Exercise text:
Between 2002 and 2006, nationally spending grew only about one percent a year. In New York, spending dropped from over $2,800 a year from 1996 - 2002 per poor person to about $1,100 from 2002 - 2006. The 2006 reduction was largely due to a drop in medical assistance spending in the wake of the Medicare program taking over Medicaid prescription payments for those patients enrolled in both Medicare and Medicaid. Other types of welfare spending have been falling for years. Cash assistance spending fell in 2006, the 11th year of consecutive annual declines. Social service spending changed little in 2006, following declines in 2003, 2004, and 2005.

According to the Report, a large part of the decline in welfare spending was due to reductions in federal grants to the states. Those reductions led to growing differences in states’ spending on welfare, as wealthy states -- those with high per capita incomes -- compensated for the federal cuts by using their own taxes to fund such programs, while low income states did not. New York is considered to be a wealthy state.

Meanwhile, incomes of low income households have not kept up with rising costs. See Wages of 30% of New Yorkers Do Not Cover Minimum Needs. PULP is hearing of more instances of utility customers who simply cannot make ends meet, who are facing termination of utility service due to large overdue bills. Utility low income rates and other programs, and state financial assistance programs, provide substantial assistance, but are flawed and need to be strengthened, particularly in light of rising prices. See High Natural Gas Prices Signal Trouble Next Winter for Low Income Customers, Home Heating Oil Prices Remain High, and Trouble Ahead: Outlook for Home Heating Costs Worsens.

[Dataset items]
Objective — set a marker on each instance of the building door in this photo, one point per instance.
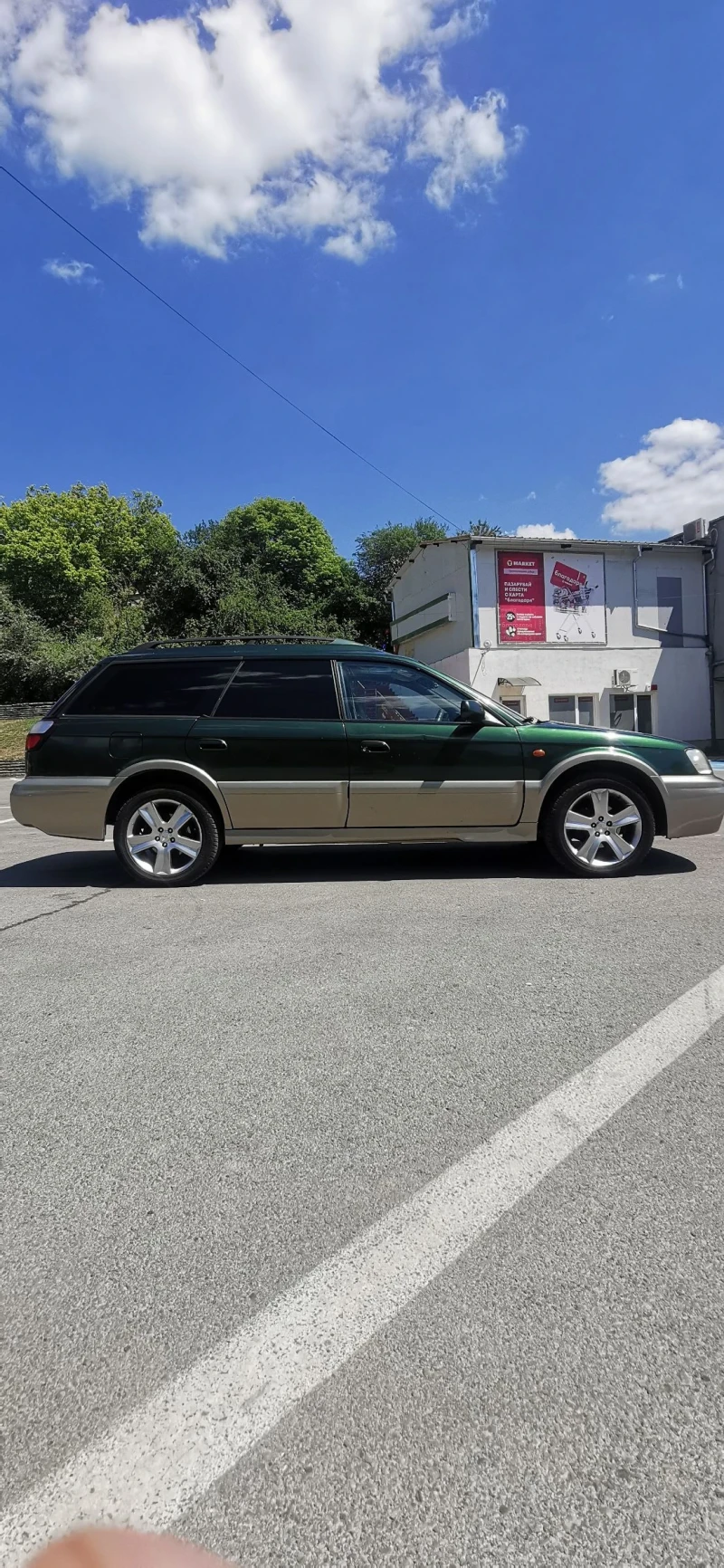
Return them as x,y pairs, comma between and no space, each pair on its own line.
414,762
276,745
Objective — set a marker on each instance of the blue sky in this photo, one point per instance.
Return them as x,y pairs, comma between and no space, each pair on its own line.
533,319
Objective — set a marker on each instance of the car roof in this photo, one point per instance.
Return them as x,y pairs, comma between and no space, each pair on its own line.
265,648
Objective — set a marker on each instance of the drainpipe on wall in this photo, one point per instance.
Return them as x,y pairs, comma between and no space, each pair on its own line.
473,595
700,637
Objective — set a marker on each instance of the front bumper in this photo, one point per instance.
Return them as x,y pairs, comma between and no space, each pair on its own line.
694,803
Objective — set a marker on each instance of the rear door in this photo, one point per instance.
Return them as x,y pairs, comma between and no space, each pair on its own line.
276,745
135,709
413,764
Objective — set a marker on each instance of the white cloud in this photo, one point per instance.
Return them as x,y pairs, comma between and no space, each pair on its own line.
546,531
71,272
676,475
227,124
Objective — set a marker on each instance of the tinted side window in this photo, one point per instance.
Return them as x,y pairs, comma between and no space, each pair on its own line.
156,685
385,693
281,689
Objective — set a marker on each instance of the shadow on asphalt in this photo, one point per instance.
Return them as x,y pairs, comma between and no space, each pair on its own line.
334,863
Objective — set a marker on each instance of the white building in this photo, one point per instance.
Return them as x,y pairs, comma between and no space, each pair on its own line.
584,631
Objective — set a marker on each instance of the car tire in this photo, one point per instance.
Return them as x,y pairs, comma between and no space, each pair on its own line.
599,827
167,837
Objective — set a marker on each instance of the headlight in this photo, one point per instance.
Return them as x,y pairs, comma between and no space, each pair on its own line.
700,760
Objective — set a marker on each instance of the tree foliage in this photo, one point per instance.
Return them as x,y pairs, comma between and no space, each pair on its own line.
81,557
85,573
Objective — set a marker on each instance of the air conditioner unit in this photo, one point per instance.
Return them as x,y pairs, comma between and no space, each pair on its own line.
694,532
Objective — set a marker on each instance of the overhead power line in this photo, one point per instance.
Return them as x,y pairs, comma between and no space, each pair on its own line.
222,349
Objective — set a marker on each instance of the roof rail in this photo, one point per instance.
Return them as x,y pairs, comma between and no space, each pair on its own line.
233,642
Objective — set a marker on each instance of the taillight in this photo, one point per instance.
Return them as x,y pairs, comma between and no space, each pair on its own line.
38,732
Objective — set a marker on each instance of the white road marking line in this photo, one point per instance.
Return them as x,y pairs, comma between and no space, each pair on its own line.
156,1463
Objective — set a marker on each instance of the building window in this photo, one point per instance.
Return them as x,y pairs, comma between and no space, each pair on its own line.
632,711
572,709
670,610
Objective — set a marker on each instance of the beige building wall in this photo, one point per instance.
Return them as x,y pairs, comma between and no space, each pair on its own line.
433,601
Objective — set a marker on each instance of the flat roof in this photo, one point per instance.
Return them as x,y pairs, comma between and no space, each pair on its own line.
511,541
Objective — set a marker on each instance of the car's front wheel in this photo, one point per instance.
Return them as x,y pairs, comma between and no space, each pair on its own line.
599,827
167,837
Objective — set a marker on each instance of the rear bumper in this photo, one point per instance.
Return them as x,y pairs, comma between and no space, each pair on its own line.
694,803
68,808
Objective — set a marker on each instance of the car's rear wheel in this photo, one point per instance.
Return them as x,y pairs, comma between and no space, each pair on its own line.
599,827
167,837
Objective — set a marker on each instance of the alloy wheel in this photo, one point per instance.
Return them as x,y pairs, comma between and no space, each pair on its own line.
602,827
163,837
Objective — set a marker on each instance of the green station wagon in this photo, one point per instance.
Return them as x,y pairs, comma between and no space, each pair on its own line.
184,749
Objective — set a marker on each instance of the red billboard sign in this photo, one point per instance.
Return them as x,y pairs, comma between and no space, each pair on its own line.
520,597
565,576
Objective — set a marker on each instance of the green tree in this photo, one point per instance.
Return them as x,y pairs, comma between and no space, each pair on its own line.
81,559
481,531
265,568
378,557
34,662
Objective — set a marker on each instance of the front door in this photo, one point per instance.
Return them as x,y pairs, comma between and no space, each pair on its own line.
276,745
414,764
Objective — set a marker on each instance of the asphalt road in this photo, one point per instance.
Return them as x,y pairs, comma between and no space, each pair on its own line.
212,1092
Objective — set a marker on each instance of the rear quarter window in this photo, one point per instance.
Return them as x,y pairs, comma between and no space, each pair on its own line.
154,685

Required actions:
- a) In the passage on welfare spending, how many consecutive years of annual declines in cash assistance spending had there been by 2006?
- b) Write out the passage on welfare spending from "Between 2002 and" up to and including "2004, and 2005.".
- c) Extend the passage on welfare spending with the paragraphs that would follow its final sentence.
The dataset items are separate material and have no connection to the passage on welfare spending.

Answers by task:
- a) 2006 was the 11th consecutive year of annual declines.

- b)
Between 2002 and 2006, nationally spending grew only about one percent a year. In New York, spending dropped from over $2,800 a year from 1996 - 2002 per poor person to about $1,100 from 2002 - 2006. The 2006 reduction was largely due to a drop in medical assistance spending in the wake of the Medicare program taking over Medicaid prescription payments for those patients enrolled in both Medicare and Medicaid. Other types of welfare spending have been falling for years. Cash assistance spending fell in 2006, the 11th year of consecutive annual declines. Social service spending changed little in 2006, following declines in 2003, 2004, and 2005.

- c)
Lou Manuta

PSC Rejects PULP’s Recommendations to Improve Niagara Mohawk Gas Interim Energy Efficiency Proposals

At its September 17th Meeting, the PSC approved a Joint Proposal crafted in Niagara Mohawk’s gas case regarding the continuation of energy efficiency programs for the next eight months, pending the outcome of the company’s pending rate case. The $4.89 million initiative was approved in the Commission's Order despite the concerns raised by PULP's comments that it was not sufficient and should be expanded to $8 million. See PULP Opposes Niagara Mohawk's Interim Gas Efficiency Program.

The amount included in the Joint Proposal is equivalent to what had been in place last year, including the amount designated for low income customers, despite a steady increase in home heating costs during 2008. PULP contended that the static funding level -- $3.33 million -- allocated for residential low income programs did not match up with the assertions made by PSC Chairman Garry Brown in announcing the decision. Brown stated: “It is critically important to provide customers with cost-effective, energy conservation measures in advance of this winter when the cost of natural gas is expected to be high.” At the meeting announcing the decision, it was admitted that only about 800 households would benefit from the low income energy efficiency program and many of these may not see any benefits until towards the end of the interim period in May 2009, well past the upcoming heating season.

On top of this, it was estimated that the typical residential heating customer will pay about $6.85 more per year for these incentives, in addition to the anticipated increase in the cost of the natural gas itself. PULP had requested that low income customers who receive HEAP or public assistance be excluded from paying the additional fees, as this would greatly decrease any benefit even the lucky few who are able to participate in the program would receive. This proposal was rejected, based on claims that it would be too difficult to ascertain who would not pay the fees. Identifying which customers have received HEAP payment in the past year, has never been an issue with Niagara Mohawk before, and the company itself is proposing a meager $5 per month rate reduction for HEAP customers in the same case. The Commission did decide to include the low income customer exemption requested by PULP as a topic of discussion in its on-going marathon "Energy Efficiency Portfolio Standard" proceeding (Case 07-M-0548).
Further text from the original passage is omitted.